"""
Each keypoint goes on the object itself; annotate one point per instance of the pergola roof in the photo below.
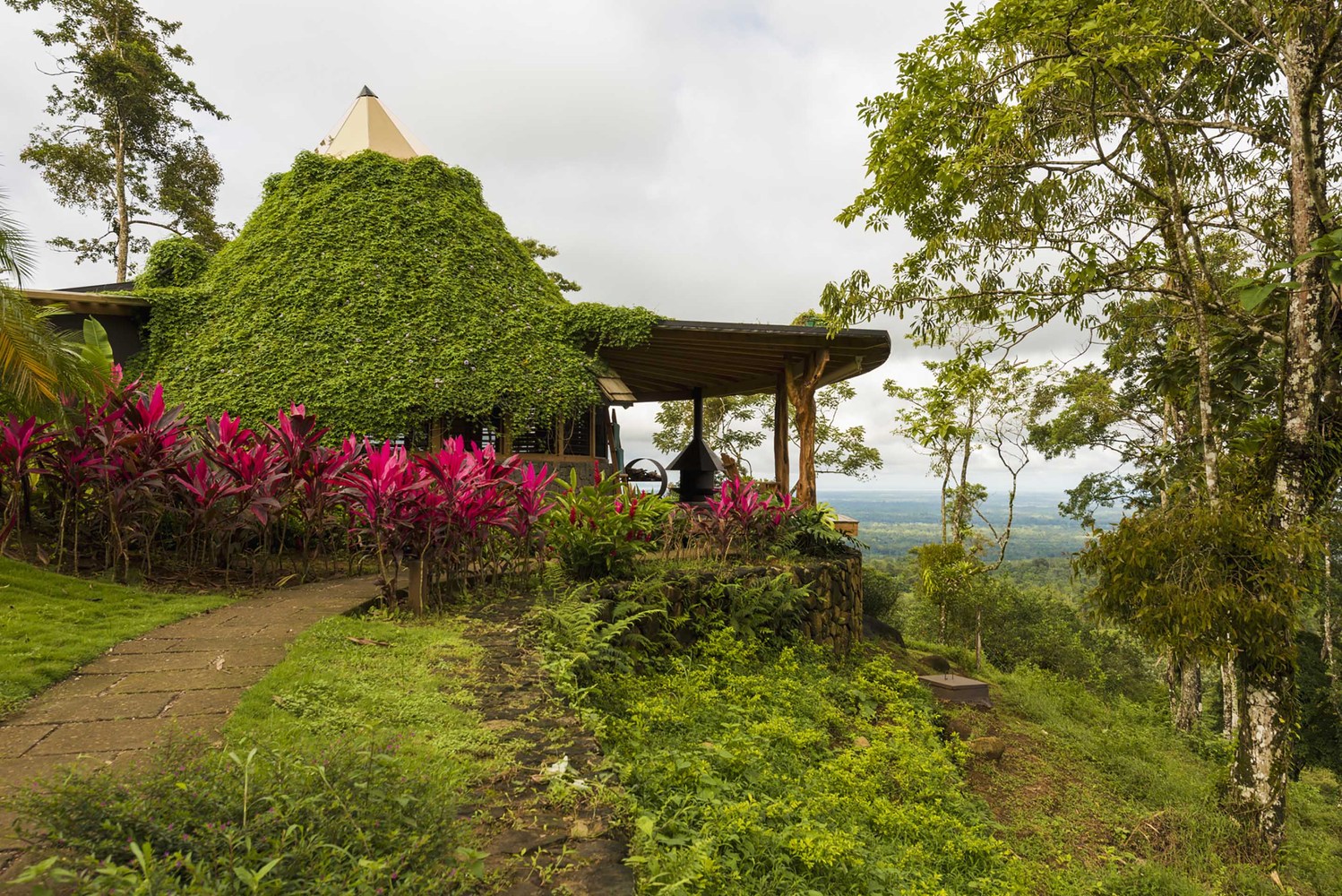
(90, 302)
(736, 358)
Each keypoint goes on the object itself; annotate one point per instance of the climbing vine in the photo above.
(380, 293)
(177, 261)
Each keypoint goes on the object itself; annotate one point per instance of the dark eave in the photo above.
(737, 358)
(90, 302)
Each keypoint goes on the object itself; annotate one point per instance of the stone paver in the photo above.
(188, 675)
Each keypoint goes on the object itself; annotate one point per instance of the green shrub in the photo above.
(879, 596)
(598, 530)
(176, 261)
(779, 771)
(202, 821)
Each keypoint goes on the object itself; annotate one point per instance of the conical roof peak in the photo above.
(369, 125)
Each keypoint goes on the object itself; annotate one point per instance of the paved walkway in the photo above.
(189, 675)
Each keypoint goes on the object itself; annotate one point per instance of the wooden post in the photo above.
(803, 380)
(417, 591)
(781, 464)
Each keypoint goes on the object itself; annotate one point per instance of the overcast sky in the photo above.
(689, 157)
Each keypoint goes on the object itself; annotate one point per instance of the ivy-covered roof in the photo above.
(379, 293)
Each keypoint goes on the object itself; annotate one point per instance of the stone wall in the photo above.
(834, 612)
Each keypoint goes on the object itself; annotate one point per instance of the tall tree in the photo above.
(1058, 159)
(120, 143)
(539, 251)
(969, 407)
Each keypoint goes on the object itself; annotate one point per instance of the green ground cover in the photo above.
(1102, 796)
(342, 773)
(53, 624)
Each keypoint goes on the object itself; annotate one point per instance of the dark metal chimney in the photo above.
(698, 466)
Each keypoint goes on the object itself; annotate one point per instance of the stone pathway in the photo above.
(189, 675)
(544, 820)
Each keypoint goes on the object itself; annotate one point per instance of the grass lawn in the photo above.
(345, 771)
(1102, 796)
(403, 680)
(53, 624)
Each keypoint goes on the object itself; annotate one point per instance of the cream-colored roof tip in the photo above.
(368, 125)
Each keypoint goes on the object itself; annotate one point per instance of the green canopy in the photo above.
(380, 293)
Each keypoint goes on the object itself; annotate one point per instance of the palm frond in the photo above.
(18, 256)
(38, 361)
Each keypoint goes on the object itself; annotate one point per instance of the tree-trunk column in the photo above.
(781, 463)
(802, 381)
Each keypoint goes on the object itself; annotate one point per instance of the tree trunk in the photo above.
(1267, 696)
(1183, 677)
(1263, 746)
(1229, 699)
(123, 211)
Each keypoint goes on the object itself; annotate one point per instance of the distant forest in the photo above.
(894, 522)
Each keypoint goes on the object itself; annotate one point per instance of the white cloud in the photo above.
(684, 156)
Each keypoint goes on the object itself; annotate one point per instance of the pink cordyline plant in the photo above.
(385, 504)
(24, 444)
(741, 515)
(314, 474)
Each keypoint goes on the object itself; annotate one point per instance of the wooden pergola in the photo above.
(692, 359)
(681, 361)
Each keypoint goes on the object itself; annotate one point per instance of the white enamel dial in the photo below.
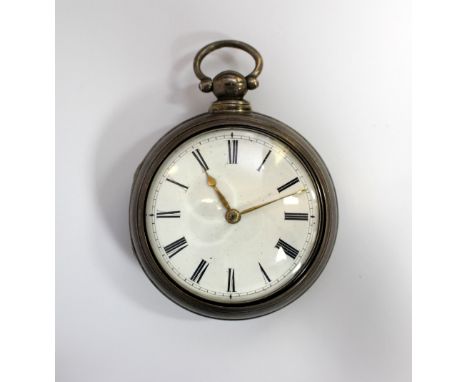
(188, 231)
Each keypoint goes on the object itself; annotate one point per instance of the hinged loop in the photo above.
(229, 86)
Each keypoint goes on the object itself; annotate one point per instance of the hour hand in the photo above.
(247, 210)
(212, 184)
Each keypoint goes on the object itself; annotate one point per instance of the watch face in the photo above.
(232, 215)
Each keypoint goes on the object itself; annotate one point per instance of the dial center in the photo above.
(233, 216)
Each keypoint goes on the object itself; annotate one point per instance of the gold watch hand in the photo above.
(271, 201)
(212, 184)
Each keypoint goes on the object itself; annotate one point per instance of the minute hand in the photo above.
(270, 202)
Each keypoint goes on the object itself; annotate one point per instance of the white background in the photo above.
(339, 73)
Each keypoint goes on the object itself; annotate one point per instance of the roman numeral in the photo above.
(288, 249)
(231, 281)
(177, 183)
(296, 216)
(168, 214)
(232, 148)
(264, 160)
(200, 159)
(175, 247)
(264, 273)
(200, 271)
(287, 185)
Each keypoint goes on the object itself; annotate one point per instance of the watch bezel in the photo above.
(326, 235)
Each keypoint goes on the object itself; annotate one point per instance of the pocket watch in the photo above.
(233, 214)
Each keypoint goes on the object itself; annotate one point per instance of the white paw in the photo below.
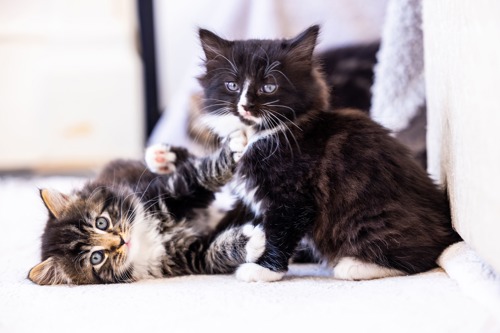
(237, 143)
(251, 272)
(160, 159)
(256, 242)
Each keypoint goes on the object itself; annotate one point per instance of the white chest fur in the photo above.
(147, 248)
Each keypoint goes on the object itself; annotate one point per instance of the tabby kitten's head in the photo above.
(263, 84)
(87, 238)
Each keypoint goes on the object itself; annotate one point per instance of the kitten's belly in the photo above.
(246, 193)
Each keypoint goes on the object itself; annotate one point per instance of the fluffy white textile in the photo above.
(399, 85)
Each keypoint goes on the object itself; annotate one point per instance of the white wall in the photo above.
(70, 83)
(462, 59)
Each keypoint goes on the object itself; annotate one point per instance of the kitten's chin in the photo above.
(223, 125)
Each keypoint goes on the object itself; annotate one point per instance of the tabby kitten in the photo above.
(330, 178)
(130, 224)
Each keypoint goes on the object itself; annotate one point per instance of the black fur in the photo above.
(332, 177)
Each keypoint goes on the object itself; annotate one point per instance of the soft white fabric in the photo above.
(306, 300)
(399, 86)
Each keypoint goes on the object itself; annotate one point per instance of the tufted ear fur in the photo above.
(48, 272)
(54, 201)
(302, 46)
(212, 44)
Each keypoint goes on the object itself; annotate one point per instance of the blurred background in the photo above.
(86, 81)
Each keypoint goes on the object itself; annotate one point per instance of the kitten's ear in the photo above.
(212, 44)
(54, 201)
(48, 272)
(303, 45)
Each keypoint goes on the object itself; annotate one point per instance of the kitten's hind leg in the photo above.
(349, 268)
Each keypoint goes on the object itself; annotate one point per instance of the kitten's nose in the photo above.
(248, 107)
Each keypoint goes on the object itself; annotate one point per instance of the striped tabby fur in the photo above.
(130, 224)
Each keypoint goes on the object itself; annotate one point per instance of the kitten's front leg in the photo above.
(234, 246)
(160, 159)
(284, 228)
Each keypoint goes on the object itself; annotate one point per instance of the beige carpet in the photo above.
(307, 300)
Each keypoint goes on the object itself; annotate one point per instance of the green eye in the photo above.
(97, 257)
(102, 223)
(232, 86)
(269, 88)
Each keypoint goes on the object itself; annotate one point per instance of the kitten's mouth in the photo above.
(247, 118)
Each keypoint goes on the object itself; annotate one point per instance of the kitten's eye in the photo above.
(269, 88)
(96, 257)
(102, 223)
(232, 86)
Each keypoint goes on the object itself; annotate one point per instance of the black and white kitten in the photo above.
(131, 224)
(334, 179)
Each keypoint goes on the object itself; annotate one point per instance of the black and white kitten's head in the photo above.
(91, 236)
(263, 84)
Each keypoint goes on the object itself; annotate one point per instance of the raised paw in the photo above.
"""
* **Work to be completed**
Write out again every line above exactly as given; the pictures do not belong in the copy.

* **Output of the task**
Each keypoint goes on the object itself; annotate one point per instance of the pergola roof in the photo below.
(90, 302)
(736, 358)
Each keypoint goes on the object itself; annotate one point per instance of the climbing vine in the photo above.
(380, 293)
(177, 261)
Each keypoint goes on the object itself; annotate one point per instance of the dark eave in the photo above.
(737, 358)
(90, 302)
Each keypoint goes on the object itself; annotate one point per instance of the stone paver in the photo above.
(188, 675)
Each keypoint goes on the object itself; annotate one point per instance of the green shrub in the photo above.
(879, 596)
(598, 530)
(176, 261)
(779, 771)
(202, 821)
Each keypoint goes on the object itself; annotate one point per instance of the conical roof peak in the photo above.
(369, 125)
Each keypoint goes on the object itself; annotate one point per instance of the paved walkway in the photo above.
(189, 675)
Each keypoint goes on the object itself; annotate one point per instance of the wooden post in the photo above.
(803, 380)
(417, 591)
(781, 464)
Each keypoint goes on the object itself; annotate one point per instance of the overcast sky in the photo above.
(689, 157)
Each keypoint goes on the object itself; annotate one point per instance of the ivy-covered roof in the photo above.
(379, 293)
Each keypoint goes on the object itself; annotate one point per instance of the stone wall in the photo above.
(834, 612)
Each keypoint goes on the object itself; annotate one point per instance of the tall tree in the photo above.
(1058, 159)
(120, 143)
(539, 251)
(969, 407)
Each keypoint goes on the object itself; annotate one point per instance of the green ground cover in the photo above.
(1102, 796)
(342, 773)
(53, 624)
Each keypoint goes on the object itself; annotate one point per instance of the dark metal chimney in the photo above.
(698, 466)
Each keypoint goes on the object itself; annotate one point per instance of the stone pathway in the photo above.
(189, 675)
(544, 820)
Each keypoint goes on the object itself; annotate one point per instance of the grass lawn in the photo above.
(345, 771)
(1102, 796)
(403, 680)
(53, 624)
Each keypoint goes on the object itself; annotate one point per instance of the cream-colored roof tip in the photo above.
(368, 125)
Each keypoint goes on the object itself; annotate one point per instance of the green canopy in the photo above.
(380, 293)
Each keypoint goes on the object itself; annotate one point per instance of the palm frond in the photo above.
(18, 256)
(38, 361)
Each keypoint goes on the object itself; annotate one point per instance of the tree-trunk column in the photo above.
(781, 463)
(802, 381)
Each keypoint goes on the object itself; annotate one point per instance of the tree trunk in the photo above.
(1267, 696)
(1183, 677)
(1263, 746)
(1229, 699)
(123, 211)
Each keypoint goes on the object itself; annotate one point per instance of the distant forest in the photo above.
(894, 522)
Each keypoint goes on the object itself; annotate one point per instance of the white cloud in the photo above.
(684, 156)
Each keypoint goes on the object itself; annotate one point per instance of the pink cordyline plant in the photo above.
(385, 504)
(24, 444)
(741, 515)
(314, 474)
Each keypoint goes on the object itself; annotate one point per instance of the wooden pergola in the photo above.
(692, 359)
(681, 361)
Each keypoint goes on the object itself; annotate one point per instance of the white enamel dial in the photo below.
(188, 231)
Each keypoint goes on the object itself; annotate one point per instance of the hinged loop in the photo above.
(229, 86)
Each keypoint goes on the object itself; annotate one point per instance of the hour hand in the photo above.
(247, 210)
(212, 184)
Each keypoint goes on the object itself; annotate one point per instance of the watch face in the photo above.
(232, 215)
Each keypoint goes on the object itself; annotate one point per instance of the dial center in the photo above.
(233, 216)
Each keypoint goes on the object itself; annotate one point per instance of the gold watch hand in the photo above.
(271, 201)
(212, 184)
Each keypoint goes on the object itself; annotate one point per instance of the minute hand in the photo above.
(270, 202)
Each keypoint goes on the object itself; annotate one point per instance of the white background in the photo above.
(339, 73)
Each keypoint goes on the object itself; annotate one point per instance of the roman numeral in the photo above.
(288, 249)
(231, 281)
(177, 183)
(296, 216)
(168, 214)
(232, 148)
(264, 160)
(200, 159)
(175, 247)
(264, 273)
(200, 271)
(287, 185)
Each keypoint goes on the object itself; annotate one point per instance of the watch bezel in the photo above.
(326, 235)
Each keypoint goes on the object itself; annotate one point per instance of the pocket watch in the photo above.
(233, 214)
Each keypoint goes on the object itself; annotate one point per instance of the white paw in the photo below.
(237, 143)
(251, 272)
(160, 159)
(256, 242)
Each keypoint goes on the object itself; annotate one point per instance of the white chest fur in the photo above.
(147, 248)
Each keypoint goes on the object itself; annotate one point per instance of the tabby kitten's head in the photo above.
(263, 84)
(87, 238)
Each keypoint goes on the object itself; annotate one point per instance of the kitten's belly in the photo above.
(246, 193)
Each keypoint goes on the object itself; annotate one point per instance of the fluffy white textile in the photo above.
(399, 85)
Each keypoint goes on the object itself; annotate one point per instance of the white wall in the photo above.
(70, 83)
(462, 59)
Each keypoint goes on the object itself; annotate one point per instance of the kitten's chin in the photo above.
(223, 125)
Each keypoint goes on the object itself; annotate one point per instance of the tabby kitten in the photo above.
(330, 178)
(130, 224)
Each keypoint goes on the object itself; annotate one point per instance of the black fur in the photo above.
(332, 177)
Each keypoint goes on the object itself; annotate one point per instance of the soft white fabric in the photo above.
(306, 300)
(399, 86)
Each keypoint goes on the object itself; annotate one point per instance of the tufted ear fur in the photo above.
(48, 272)
(54, 201)
(302, 46)
(212, 44)
Each keypoint goes on the object itself; annotate one point per instance of the blurred background in the photo above.
(86, 81)
Each keypoint goes on the object itself; annotate one point per instance of the kitten's ear in the photo above.
(212, 44)
(54, 201)
(48, 272)
(303, 45)
Each keypoint goes on the object itself; annotate one point per instance of the kitten's hind leg in the photo above.
(349, 268)
Each keypoint goes on the object itself; annotate one point per instance of the kitten's nose in the photo above.
(248, 107)
Each keypoint goes on the object itself; annotate one point per instance of the striped tabby fur in the photo above.
(130, 224)
Each keypoint goes on the object itself; annotate one point per instance of the kitten's front leg in the photo above.
(234, 246)
(160, 159)
(284, 228)
Each keypoint goes on the object itself; annotate one point per instance of the beige carpet in the photo above.
(307, 300)
Each keypoint goes on the object itself; annotate one point per instance of the green eye in the photo above.
(97, 257)
(102, 223)
(232, 86)
(269, 88)
Each keypoint goes on the object itself; annotate one point per instance of the kitten's mouth in the photo above.
(247, 118)
Each keypoint goes on the object itself; annotate one point per instance of the kitten's eye in the photo above.
(269, 88)
(96, 257)
(102, 223)
(232, 86)
Each keypoint goes on the object itself; annotate one point per instance of the black and white kitten in the photo above.
(131, 224)
(334, 179)
Each keypoint goes on the object itself; annotate one point per instance of the black and white kitten's head in the photo above.
(91, 236)
(263, 84)
Each keypoint goes on the object itself; annotate one point per instance of the raised paw in the photo above.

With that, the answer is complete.